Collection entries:
──────────
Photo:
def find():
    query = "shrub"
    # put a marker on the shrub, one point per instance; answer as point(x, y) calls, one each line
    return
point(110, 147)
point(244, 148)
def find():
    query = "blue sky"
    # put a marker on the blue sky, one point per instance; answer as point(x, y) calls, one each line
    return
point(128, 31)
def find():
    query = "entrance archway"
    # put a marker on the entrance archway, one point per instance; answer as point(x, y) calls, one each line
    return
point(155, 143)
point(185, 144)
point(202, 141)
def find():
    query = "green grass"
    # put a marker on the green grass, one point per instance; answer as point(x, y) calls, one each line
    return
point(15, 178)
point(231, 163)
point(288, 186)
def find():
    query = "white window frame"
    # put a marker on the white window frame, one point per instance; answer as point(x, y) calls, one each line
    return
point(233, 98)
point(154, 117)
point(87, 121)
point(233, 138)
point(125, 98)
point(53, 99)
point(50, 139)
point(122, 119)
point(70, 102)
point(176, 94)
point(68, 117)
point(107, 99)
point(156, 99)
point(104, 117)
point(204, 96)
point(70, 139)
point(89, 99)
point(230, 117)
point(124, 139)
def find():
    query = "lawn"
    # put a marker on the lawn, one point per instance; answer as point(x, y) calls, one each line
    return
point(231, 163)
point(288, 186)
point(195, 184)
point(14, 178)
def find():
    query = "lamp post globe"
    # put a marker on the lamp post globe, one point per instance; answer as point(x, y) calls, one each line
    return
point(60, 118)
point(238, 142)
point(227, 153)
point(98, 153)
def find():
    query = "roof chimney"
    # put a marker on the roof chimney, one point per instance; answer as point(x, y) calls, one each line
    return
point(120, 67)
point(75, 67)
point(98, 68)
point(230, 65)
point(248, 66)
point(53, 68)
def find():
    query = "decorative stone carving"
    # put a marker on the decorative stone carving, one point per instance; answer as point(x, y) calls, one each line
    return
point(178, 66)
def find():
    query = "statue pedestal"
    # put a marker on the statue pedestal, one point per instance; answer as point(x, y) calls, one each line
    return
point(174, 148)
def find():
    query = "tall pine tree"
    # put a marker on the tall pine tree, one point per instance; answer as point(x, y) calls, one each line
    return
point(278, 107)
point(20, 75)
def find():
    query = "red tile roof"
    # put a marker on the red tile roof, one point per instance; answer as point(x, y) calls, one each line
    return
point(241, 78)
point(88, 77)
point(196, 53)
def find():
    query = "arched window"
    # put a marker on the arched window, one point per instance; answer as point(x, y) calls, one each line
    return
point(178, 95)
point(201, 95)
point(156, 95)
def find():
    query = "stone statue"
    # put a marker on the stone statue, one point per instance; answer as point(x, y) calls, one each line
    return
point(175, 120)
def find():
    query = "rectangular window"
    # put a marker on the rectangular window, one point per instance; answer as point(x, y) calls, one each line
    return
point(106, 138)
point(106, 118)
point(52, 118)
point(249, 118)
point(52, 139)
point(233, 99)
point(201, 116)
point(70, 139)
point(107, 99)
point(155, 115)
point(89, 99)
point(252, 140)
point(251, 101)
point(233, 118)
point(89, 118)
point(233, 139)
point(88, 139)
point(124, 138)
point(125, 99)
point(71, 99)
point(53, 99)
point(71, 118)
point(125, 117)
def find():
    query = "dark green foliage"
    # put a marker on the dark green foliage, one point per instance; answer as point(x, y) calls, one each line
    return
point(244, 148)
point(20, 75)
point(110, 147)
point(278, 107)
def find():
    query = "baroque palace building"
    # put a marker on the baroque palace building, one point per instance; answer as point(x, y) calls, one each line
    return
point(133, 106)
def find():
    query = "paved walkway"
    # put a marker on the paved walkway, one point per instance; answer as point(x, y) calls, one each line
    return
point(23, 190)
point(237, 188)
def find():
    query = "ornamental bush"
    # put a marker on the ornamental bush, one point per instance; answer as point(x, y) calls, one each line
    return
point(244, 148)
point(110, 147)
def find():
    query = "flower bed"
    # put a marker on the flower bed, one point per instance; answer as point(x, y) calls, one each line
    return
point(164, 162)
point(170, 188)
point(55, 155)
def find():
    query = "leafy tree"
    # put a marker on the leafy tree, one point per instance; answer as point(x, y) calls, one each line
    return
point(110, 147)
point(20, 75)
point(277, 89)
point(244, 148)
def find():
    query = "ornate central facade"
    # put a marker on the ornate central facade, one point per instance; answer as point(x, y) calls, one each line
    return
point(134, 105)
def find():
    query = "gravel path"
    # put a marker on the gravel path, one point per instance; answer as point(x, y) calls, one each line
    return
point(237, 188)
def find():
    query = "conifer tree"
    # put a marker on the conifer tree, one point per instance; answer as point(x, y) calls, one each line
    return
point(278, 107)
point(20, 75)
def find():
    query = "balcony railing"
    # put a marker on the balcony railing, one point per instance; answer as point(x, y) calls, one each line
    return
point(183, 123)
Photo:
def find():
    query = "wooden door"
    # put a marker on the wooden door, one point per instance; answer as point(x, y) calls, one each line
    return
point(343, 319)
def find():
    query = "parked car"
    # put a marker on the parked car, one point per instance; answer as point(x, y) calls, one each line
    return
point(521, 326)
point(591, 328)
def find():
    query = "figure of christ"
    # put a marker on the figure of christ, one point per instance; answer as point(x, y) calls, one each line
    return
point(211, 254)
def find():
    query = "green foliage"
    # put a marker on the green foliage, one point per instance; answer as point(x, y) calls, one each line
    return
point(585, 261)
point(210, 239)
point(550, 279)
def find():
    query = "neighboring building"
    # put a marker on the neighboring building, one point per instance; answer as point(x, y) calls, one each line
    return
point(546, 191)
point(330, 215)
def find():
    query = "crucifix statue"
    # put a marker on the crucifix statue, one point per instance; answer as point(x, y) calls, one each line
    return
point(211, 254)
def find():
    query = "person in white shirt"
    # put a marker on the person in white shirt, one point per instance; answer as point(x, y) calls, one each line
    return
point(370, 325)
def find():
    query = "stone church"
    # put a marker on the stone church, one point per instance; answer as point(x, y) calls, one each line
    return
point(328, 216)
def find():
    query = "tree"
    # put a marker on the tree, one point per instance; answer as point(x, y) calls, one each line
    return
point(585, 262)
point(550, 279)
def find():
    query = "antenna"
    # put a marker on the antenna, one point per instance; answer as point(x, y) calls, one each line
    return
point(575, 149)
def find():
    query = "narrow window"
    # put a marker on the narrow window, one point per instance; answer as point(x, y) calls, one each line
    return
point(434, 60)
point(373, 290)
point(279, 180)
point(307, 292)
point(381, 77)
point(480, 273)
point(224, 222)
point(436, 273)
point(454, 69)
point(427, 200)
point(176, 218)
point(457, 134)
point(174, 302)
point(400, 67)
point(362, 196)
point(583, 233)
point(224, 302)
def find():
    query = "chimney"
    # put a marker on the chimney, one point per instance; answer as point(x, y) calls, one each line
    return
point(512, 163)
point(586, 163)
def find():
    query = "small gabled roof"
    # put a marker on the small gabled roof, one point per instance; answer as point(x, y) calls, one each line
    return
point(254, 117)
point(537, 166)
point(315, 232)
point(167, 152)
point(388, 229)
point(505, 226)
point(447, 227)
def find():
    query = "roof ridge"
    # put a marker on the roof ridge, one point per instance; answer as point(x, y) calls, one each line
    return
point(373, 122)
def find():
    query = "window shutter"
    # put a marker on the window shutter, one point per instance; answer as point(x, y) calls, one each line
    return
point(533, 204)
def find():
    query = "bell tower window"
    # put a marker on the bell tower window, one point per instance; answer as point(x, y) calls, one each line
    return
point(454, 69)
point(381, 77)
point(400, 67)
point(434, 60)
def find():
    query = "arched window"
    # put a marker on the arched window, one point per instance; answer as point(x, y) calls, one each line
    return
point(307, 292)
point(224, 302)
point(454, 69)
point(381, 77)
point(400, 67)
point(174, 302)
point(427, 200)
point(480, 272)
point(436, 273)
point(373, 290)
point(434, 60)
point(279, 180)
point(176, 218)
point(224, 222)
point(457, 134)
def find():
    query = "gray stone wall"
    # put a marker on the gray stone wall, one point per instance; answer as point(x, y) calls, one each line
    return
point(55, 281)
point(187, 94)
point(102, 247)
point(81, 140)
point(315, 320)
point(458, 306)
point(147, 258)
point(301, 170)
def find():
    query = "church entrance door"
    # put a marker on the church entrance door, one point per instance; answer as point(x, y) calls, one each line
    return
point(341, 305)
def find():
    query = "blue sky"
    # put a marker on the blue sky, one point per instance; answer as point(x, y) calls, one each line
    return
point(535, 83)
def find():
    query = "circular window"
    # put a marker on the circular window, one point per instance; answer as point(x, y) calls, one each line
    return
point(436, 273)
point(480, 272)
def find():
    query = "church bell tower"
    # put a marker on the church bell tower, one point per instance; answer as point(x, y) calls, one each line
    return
──────────
Given request - Copy everything from the start of the rows down through the line containing "point(202, 141)", substituting "bush" for each "shrub" and leaving the rest unchanged.

Output -
Photo:
def find():
    query = "bush"
    # put a marker on the bush, one point per instance; answer as point(x, y) calls, one each line
    return
point(110, 147)
point(244, 148)
def find():
    query = "blue sky"
    # put a marker on the blue sky, one point per instance; answer as point(x, y) calls, one each line
    return
point(128, 31)
def find():
    query = "entrance archway"
    # put a marker on the entrance archway, one point per instance; answer as point(x, y) calls, one each line
    return
point(155, 143)
point(185, 144)
point(202, 141)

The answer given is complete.